TEXTO PARA LEITURA ::
^^^^^^^^^^^^^^^^
Experimentou todos os colos a que tinha direito, mas foi apenas para se recompor. Os dias na rua tinham minguado suas forças. Ela estava cansada demais.
Não parecia faminta, porque qualquer migalha a sustentava, muito embora a balança tivesse acusado, no primeiro dia, 2.6 quilos, e apenas 15 dias depois, duzentos gramas a mais.
Assim que o cansaço cedeu, no mesmo dia, ela mostrou que não queria ficar em nossa casa. O portão da rua era seu principal atrativo.
Ela arranhava, esticava os bracinhos para fora, chorava e nos olhava, como se dissesse: _Eu não sou uma qualquer. Eu tenho casa e quero encontrar meus donos.
Nós até que tentamos encontrá-los, mas eles não estavam procurando por ela, ou não queriam ser encontrados.
A Hanna até que tentou: _Não foge, Clarinha. Aqui é bom. Você vai gostar.
Duda também cumpriu seu papel e recebeu muito bem a menina. Chegou a chamar por ela: _Vem ver onde você pode dormir.
_Esta é a cama do Guilherme. Você pode dormir aqui se quiser. Até caminha ela ganhou.
Esta caminha foi de uma cadelinha que não está mais entre nós. Seus donos nos entregaram seus pertences, com o pedido para que fizéssemos chegar a algum lobinho bem especial.
^^^^^^^^^^^^^^^^
MATERIAL FORNECIDO ::
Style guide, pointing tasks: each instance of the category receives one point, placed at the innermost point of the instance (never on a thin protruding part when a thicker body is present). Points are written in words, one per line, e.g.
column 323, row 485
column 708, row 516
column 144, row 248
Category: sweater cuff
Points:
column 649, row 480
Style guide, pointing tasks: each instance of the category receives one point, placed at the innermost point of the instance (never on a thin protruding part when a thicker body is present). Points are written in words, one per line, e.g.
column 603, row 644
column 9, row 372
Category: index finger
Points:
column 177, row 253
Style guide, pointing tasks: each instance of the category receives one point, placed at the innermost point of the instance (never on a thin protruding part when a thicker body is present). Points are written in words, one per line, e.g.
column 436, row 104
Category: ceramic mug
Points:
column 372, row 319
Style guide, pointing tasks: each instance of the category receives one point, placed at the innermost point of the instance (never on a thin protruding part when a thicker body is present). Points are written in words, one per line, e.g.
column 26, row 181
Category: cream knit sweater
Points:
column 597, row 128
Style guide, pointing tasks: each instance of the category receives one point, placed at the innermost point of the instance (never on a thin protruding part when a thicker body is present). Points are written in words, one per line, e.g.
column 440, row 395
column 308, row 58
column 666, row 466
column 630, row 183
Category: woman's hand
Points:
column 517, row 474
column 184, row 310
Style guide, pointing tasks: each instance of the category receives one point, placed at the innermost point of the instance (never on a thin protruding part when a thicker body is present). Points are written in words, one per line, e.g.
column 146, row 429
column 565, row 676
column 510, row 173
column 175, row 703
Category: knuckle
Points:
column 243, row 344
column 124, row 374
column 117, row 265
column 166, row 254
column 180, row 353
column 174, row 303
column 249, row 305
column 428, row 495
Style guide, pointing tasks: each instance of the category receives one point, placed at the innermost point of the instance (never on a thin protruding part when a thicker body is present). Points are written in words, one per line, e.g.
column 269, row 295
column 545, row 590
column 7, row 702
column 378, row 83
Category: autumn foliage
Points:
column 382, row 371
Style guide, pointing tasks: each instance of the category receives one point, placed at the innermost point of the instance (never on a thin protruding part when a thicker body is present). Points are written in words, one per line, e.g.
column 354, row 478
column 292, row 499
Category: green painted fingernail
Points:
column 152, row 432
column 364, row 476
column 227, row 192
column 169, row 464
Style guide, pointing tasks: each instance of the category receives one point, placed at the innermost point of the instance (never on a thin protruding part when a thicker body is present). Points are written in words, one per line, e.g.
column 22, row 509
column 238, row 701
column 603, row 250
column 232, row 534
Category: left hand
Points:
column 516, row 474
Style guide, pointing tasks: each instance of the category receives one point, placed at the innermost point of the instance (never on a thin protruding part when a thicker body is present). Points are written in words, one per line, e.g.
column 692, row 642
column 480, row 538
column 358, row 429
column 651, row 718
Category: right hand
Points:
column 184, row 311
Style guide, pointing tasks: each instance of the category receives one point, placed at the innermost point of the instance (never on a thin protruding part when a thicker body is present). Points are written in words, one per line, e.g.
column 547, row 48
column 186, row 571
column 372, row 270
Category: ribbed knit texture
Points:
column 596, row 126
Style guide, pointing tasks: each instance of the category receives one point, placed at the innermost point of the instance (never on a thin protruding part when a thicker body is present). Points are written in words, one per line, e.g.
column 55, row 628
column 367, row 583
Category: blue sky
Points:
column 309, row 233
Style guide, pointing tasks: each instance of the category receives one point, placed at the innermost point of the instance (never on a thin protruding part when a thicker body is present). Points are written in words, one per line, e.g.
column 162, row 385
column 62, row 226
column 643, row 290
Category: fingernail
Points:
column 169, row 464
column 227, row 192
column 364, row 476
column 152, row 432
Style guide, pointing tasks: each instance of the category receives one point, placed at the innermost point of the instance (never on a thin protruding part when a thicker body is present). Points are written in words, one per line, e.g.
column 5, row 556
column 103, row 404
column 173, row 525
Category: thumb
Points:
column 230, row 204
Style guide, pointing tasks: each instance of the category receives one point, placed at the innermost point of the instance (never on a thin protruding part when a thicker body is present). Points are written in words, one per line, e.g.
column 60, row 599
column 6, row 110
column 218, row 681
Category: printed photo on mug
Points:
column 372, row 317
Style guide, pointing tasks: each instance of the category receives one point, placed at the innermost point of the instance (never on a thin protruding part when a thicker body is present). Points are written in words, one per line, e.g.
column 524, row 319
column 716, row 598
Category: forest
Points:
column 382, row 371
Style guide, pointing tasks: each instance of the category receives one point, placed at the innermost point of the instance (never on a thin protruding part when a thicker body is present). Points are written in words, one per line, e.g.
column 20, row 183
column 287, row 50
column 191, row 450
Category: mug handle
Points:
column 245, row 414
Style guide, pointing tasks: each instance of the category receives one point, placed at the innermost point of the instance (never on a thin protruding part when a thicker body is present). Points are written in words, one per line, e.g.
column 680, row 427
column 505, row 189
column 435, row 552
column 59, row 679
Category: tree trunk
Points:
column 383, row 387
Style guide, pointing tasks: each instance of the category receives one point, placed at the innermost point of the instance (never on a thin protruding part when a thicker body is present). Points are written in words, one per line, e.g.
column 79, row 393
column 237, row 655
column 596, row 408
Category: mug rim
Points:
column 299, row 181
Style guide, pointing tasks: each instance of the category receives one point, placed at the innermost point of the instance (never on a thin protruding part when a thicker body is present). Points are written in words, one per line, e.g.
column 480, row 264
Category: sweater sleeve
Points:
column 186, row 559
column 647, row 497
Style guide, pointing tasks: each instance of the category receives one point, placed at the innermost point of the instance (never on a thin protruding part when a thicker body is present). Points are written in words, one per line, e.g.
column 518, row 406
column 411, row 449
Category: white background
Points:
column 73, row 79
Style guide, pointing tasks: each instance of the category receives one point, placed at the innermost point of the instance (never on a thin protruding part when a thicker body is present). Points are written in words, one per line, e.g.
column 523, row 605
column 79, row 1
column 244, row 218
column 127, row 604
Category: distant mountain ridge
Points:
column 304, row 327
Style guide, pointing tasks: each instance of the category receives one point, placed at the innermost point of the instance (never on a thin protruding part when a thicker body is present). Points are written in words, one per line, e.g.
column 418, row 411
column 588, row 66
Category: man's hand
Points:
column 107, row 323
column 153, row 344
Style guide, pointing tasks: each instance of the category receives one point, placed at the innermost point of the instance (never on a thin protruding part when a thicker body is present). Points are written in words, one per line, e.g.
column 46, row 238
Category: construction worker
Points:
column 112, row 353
^^^^^^^^^^^^^^^^
Por favor, dê sequência ao relato sobre a Clarinha, começando logo depois da última frase.

ESPAÇO PARA RESPOSTA ::
Ela parece que gostou da ideia, mas, pra dormir na cama, teria que tomar banho. Não adiantou muito, porque ela achou que a grama seria um bom lugar pra se secar.
Na verdade, tudo serviu. Da parede de pedra até a toalha de banho.
As tentativas de fuga continuaram por uns 3 ou 4 dias. Ela estava mesmo sentindo muita falta de casa.
Não queríamos acreditar em abandono, mas espalhamos suas fotos e ninguém se manifestou. Ela estava mesmo acostumada a dormir dentro de casa, na cama, enrolada sob lençóis.
Também conhecia bem uma clínica veterinária, pois assim que a levamos para a faxina inicial, ela não parava de tremer, indicando que sabia bem o que era aquele ambiente.
Mas o tempo, sempre ele, é um santo remédio para curar dores da alma.
Não havia escolha. Ela precisaria se acostumar com essa nova vida. Tínhamos como missão prepará-la para adoção e encontrar pra ela donos que a fizessem esquecer rapidamente aqueles que um dia renunciaram ao privilégio de tê-la sob o mesmo teto.
E a adaptação não tardou. Mesmo com menos da metade do tamanho de nossa Hanna, a Clarinha se mostrou bem disposta a se integrar à nossa matilha.
Em poucos dias ela já estava correndo e saltando na varanda, brincando na grama.
E foi uma festa ver e registrar as caras e bocas de uma lobinha alegre e cheia de vida.
Clarinha estava feliz e isso nos fazia a todos, também felizes.
Tomou posse da caminha rosa, mas nela só se deitava durante o dia.
À noite, era debaixo dos lençóis que ela se aninhava, grudada às costelas de uma mãe postiça e temporária, mas que a recebeu com o amor maternal de que ela tanto precisava.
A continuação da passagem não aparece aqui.